What is asked:
Only the lines starting at the one that contains "Note to the class: indicate the exposed" and running to the end should be repeated, exactly as written.

Point annotation dataset records:
┌──

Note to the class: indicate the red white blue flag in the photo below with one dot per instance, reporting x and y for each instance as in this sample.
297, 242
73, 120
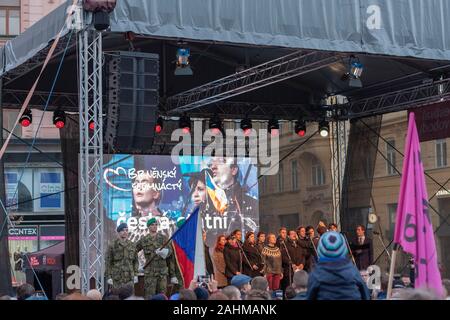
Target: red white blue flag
189, 249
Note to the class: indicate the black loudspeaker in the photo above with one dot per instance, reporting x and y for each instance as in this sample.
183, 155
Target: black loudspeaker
133, 99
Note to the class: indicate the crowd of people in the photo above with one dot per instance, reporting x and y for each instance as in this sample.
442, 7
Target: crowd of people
293, 265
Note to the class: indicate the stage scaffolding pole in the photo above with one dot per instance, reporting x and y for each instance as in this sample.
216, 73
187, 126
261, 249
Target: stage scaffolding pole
90, 57
338, 143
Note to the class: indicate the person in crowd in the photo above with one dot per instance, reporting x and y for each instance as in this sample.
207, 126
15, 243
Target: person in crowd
362, 248
300, 285
272, 262
282, 236
121, 259
25, 291
232, 293
218, 296
293, 259
289, 293
233, 258
219, 262
335, 277
238, 235
94, 294
242, 282
321, 230
208, 262
258, 295
252, 260
201, 293
156, 269
332, 227
261, 240
259, 283
186, 294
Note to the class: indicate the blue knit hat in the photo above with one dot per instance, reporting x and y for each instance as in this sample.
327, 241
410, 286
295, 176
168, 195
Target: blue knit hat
332, 246
121, 227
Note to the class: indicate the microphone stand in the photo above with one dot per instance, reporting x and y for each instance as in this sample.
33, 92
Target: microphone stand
349, 248
243, 253
290, 262
382, 243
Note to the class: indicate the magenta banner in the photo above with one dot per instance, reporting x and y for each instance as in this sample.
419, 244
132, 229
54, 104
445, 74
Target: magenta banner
413, 228
433, 121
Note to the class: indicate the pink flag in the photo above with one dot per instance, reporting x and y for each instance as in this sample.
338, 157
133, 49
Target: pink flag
413, 228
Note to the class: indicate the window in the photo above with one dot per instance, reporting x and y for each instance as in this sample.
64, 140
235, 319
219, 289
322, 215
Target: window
280, 179
391, 159
318, 176
441, 153
9, 21
294, 175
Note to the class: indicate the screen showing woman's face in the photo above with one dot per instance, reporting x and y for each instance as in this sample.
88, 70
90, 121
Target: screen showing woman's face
199, 194
143, 192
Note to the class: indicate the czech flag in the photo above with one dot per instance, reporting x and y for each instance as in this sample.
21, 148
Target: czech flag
216, 194
189, 249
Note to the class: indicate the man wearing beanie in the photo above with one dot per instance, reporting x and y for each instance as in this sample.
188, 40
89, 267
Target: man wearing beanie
334, 276
121, 259
156, 269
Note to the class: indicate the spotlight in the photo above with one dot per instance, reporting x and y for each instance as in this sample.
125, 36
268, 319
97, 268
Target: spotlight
26, 119
246, 126
300, 128
215, 124
185, 123
273, 127
91, 125
59, 119
353, 76
100, 10
324, 128
159, 125
183, 68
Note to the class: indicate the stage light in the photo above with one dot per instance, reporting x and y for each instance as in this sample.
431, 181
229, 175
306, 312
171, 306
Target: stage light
273, 127
300, 128
26, 119
159, 125
324, 128
215, 124
353, 76
183, 68
59, 119
185, 123
246, 126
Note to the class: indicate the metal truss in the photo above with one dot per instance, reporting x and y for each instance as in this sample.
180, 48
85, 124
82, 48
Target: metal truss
37, 60
338, 143
257, 111
13, 99
408, 98
286, 67
91, 160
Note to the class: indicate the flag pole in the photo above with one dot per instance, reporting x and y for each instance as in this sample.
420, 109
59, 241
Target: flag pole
391, 271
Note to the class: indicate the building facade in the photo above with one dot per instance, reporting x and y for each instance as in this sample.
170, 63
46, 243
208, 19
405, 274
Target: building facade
301, 193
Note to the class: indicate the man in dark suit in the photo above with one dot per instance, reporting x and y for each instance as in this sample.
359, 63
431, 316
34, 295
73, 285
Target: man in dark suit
362, 249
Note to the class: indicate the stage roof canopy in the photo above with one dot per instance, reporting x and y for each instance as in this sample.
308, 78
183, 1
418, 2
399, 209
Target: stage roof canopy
401, 43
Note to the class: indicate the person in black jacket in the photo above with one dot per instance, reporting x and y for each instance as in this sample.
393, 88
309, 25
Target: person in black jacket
252, 267
233, 258
362, 249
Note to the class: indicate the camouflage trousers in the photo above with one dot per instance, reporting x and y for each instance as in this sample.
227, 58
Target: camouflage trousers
155, 283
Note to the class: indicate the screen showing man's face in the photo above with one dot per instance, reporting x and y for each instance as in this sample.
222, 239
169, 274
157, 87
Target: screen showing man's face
143, 191
223, 172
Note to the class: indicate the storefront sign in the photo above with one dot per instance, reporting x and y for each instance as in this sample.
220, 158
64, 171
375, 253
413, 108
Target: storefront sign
23, 233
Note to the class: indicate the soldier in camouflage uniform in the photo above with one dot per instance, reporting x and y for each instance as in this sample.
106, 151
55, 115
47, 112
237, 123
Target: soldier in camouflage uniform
121, 259
156, 272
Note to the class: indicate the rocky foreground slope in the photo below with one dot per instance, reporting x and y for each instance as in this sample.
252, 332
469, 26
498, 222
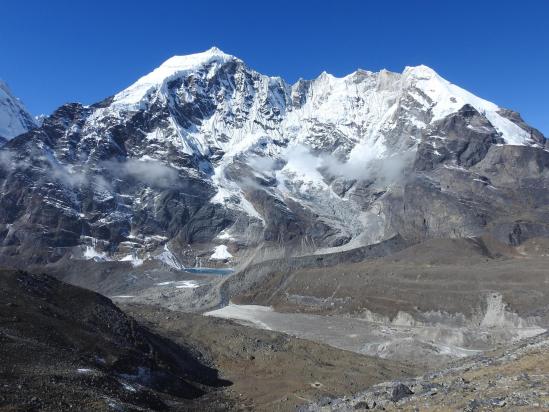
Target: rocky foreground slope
65, 348
514, 379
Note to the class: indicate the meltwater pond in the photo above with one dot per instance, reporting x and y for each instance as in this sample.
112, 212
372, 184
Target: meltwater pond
210, 271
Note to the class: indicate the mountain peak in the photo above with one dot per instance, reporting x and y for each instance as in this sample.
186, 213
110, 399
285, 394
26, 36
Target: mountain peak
132, 97
14, 117
192, 61
421, 71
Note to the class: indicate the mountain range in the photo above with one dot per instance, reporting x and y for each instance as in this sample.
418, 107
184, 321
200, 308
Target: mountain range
205, 161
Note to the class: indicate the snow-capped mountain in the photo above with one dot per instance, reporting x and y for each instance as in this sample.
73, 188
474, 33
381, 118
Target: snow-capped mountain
14, 117
205, 152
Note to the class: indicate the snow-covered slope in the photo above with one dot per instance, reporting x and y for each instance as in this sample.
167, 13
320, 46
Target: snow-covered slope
205, 151
14, 118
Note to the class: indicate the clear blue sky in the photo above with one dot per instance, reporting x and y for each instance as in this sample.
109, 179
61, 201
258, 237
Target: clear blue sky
52, 52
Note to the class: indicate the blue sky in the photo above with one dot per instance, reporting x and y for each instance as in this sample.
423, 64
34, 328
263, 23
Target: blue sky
53, 52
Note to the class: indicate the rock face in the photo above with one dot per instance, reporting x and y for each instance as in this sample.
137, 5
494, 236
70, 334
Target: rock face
14, 117
205, 151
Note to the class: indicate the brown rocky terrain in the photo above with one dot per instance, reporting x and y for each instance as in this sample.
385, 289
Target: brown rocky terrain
512, 379
270, 371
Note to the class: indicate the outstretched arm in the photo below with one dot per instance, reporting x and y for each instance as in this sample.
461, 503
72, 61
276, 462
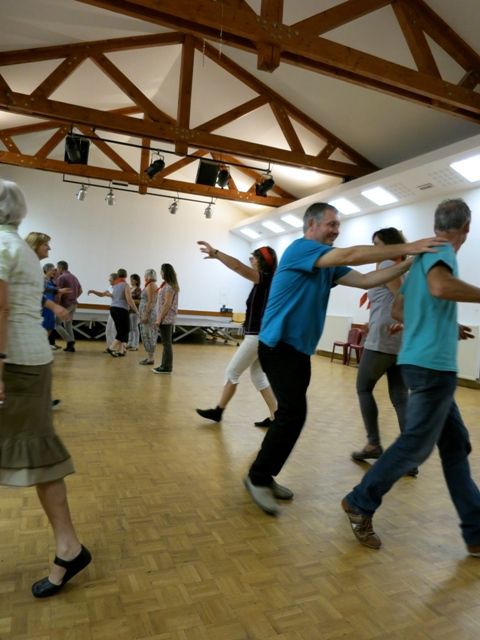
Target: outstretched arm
365, 254
230, 262
443, 284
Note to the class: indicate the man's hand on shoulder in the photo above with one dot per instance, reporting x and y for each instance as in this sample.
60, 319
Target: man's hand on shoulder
425, 245
464, 332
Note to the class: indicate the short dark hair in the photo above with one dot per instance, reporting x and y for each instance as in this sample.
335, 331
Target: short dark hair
267, 259
452, 214
169, 275
316, 210
389, 235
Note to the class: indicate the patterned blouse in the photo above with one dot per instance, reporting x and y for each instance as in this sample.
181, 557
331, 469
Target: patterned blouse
172, 312
27, 342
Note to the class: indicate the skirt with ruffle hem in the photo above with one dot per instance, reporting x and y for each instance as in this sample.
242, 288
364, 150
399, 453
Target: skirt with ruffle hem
30, 450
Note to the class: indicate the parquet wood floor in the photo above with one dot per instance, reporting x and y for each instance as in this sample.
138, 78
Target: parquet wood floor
181, 552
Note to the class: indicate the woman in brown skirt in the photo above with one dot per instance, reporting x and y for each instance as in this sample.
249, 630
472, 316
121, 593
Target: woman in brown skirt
31, 453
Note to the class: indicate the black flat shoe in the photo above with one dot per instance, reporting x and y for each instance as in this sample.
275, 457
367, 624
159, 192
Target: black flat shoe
44, 588
264, 423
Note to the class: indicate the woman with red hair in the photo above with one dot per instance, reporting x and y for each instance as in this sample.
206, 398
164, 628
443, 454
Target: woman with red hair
263, 263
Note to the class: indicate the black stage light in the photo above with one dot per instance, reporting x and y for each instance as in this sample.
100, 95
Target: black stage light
156, 166
207, 173
76, 149
262, 188
223, 177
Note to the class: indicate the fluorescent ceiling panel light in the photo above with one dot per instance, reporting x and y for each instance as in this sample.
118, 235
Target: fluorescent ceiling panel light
292, 220
468, 168
345, 206
379, 196
250, 233
273, 226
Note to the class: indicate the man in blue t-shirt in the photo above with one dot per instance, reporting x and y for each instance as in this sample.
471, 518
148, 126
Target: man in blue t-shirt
292, 326
428, 357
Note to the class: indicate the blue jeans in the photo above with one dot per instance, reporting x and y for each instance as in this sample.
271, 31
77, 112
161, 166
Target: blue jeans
432, 419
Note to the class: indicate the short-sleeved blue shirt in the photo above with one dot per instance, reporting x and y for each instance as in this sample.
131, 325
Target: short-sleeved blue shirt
298, 299
430, 332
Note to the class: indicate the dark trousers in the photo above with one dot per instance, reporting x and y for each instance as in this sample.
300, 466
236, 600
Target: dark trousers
374, 365
122, 323
166, 334
288, 372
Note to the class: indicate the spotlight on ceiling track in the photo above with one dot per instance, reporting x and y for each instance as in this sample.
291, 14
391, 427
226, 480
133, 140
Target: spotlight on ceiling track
110, 198
155, 167
262, 188
223, 177
81, 193
76, 149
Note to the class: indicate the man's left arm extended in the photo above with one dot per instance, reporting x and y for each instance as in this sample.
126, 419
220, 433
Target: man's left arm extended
374, 278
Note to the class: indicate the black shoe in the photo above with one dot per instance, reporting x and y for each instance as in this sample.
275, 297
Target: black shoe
44, 588
264, 423
211, 414
367, 454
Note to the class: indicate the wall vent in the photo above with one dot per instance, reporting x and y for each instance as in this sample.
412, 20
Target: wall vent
424, 187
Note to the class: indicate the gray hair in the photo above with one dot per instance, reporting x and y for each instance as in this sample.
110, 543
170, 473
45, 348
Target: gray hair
13, 207
151, 274
316, 210
452, 215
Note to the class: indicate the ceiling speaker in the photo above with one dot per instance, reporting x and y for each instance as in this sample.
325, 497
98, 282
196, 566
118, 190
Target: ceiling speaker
207, 173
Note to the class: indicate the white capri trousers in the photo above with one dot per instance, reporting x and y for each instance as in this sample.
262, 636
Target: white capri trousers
247, 356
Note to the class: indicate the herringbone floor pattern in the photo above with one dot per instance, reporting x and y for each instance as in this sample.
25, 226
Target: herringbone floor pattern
181, 553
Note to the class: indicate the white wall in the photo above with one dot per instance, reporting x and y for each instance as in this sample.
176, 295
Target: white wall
416, 221
137, 233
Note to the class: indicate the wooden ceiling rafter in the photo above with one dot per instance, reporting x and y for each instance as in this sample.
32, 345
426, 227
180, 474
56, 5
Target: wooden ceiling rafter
134, 179
271, 96
235, 25
179, 133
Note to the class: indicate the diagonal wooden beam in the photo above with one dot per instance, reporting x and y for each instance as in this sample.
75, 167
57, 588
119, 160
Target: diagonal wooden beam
131, 90
338, 16
105, 148
272, 96
232, 114
286, 126
52, 143
185, 91
255, 175
85, 49
238, 28
446, 37
134, 179
26, 129
58, 76
268, 52
9, 143
409, 22
45, 108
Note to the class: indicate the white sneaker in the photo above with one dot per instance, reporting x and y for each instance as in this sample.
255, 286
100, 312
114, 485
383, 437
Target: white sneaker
263, 497
279, 492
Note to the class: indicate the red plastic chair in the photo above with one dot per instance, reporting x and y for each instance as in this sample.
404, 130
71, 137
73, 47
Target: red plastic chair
357, 347
352, 338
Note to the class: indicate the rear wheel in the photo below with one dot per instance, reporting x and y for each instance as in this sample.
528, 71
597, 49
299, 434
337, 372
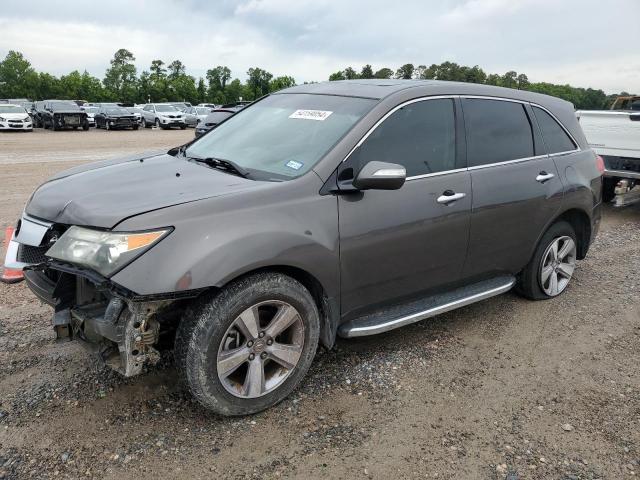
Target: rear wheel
550, 270
246, 348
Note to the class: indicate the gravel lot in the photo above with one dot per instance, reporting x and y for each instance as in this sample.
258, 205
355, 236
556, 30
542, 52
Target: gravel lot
506, 388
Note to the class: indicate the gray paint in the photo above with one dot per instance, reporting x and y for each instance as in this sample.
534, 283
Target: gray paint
367, 249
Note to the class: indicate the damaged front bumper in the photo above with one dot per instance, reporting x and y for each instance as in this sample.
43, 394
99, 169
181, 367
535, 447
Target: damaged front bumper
125, 329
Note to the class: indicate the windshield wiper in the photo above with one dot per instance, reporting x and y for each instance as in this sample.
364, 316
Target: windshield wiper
227, 165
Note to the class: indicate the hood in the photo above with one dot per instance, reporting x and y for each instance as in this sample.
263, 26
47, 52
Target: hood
104, 194
67, 112
15, 116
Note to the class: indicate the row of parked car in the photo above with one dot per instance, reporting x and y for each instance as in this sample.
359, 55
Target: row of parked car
21, 114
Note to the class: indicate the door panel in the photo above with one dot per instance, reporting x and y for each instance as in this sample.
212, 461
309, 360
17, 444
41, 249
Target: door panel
510, 209
397, 245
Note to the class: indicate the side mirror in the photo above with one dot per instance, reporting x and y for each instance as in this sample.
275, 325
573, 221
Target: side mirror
380, 176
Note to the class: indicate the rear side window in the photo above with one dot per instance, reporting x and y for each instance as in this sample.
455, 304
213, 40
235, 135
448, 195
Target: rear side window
554, 135
420, 136
497, 131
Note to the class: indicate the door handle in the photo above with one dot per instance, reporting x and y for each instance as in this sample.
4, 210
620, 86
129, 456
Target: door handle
544, 176
449, 196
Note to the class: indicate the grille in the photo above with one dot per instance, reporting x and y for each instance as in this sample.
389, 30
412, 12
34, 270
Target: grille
31, 254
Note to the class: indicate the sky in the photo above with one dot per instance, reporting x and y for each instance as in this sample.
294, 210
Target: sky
586, 43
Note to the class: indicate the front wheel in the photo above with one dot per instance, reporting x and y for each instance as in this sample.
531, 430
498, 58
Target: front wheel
247, 348
550, 270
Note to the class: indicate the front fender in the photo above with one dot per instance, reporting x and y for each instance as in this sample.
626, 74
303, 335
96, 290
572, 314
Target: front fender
217, 240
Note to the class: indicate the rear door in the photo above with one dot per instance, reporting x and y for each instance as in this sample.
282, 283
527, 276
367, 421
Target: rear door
516, 187
401, 244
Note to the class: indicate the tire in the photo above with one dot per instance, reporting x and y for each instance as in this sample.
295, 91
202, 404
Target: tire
531, 283
608, 188
204, 335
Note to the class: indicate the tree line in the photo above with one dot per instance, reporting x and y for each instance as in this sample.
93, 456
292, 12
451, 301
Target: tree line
582, 98
169, 82
162, 82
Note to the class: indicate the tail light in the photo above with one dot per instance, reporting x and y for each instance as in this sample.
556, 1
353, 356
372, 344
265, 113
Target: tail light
600, 164
10, 275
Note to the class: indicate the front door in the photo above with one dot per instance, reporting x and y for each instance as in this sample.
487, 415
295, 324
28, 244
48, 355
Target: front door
398, 245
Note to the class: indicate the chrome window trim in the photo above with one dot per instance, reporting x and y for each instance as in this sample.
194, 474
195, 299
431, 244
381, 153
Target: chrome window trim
507, 162
436, 174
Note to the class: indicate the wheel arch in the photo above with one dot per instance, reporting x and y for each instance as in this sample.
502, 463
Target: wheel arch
581, 224
327, 306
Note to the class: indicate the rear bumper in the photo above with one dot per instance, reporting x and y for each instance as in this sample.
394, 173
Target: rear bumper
621, 167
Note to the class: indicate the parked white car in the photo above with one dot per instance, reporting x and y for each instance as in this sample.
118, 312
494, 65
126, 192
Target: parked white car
615, 136
163, 115
195, 115
14, 117
90, 111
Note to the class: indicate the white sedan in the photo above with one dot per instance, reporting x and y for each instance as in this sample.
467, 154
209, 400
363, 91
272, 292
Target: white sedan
14, 117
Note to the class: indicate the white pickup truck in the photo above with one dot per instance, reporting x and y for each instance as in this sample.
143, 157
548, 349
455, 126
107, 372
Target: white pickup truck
615, 136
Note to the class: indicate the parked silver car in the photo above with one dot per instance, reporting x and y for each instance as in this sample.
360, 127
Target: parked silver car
163, 115
195, 115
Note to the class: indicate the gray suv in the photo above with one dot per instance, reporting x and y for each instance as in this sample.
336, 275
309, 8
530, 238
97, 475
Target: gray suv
340, 208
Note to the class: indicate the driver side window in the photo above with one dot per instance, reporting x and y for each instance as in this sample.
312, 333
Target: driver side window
421, 136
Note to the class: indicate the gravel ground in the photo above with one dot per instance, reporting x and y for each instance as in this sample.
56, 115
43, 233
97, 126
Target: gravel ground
506, 388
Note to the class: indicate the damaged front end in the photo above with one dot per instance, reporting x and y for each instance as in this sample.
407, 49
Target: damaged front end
125, 329
125, 333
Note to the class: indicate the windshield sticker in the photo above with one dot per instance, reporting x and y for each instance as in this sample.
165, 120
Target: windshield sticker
295, 165
311, 114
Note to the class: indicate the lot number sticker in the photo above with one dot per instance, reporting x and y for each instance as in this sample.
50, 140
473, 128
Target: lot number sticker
320, 115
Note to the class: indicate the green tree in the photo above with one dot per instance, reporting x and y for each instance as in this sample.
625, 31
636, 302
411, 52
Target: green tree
158, 82
405, 71
258, 82
17, 78
120, 79
383, 73
279, 83
366, 72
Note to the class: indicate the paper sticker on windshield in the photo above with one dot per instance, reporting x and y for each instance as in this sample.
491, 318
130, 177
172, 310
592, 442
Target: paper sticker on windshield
311, 114
295, 165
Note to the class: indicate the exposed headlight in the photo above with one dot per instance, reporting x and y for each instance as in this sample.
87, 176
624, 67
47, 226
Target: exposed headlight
104, 252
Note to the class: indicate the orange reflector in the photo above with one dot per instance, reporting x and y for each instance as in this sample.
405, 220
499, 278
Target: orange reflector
137, 240
10, 275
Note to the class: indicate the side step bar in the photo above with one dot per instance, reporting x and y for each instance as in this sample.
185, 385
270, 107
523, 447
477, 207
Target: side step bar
402, 315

└──

Solution to the problem:
Note to the class: indicate the exposed headlight in the photo above with one dot per instance, reporting x and y for each instance as in this sample.
87, 176
624, 67
47, 226
Target: exposed headlight
104, 252
Note to the class: indicate the orange reflector in the photo above with one dot per instance, reporting x and y for each instance as in this sample.
405, 220
499, 278
Target: orange reflector
137, 240
10, 275
Note to the class: indicate the side step bar in the photo above with one dot per instance, reporting x and y for each instance as in this sample.
185, 385
270, 107
523, 447
477, 207
Target: side step bar
402, 315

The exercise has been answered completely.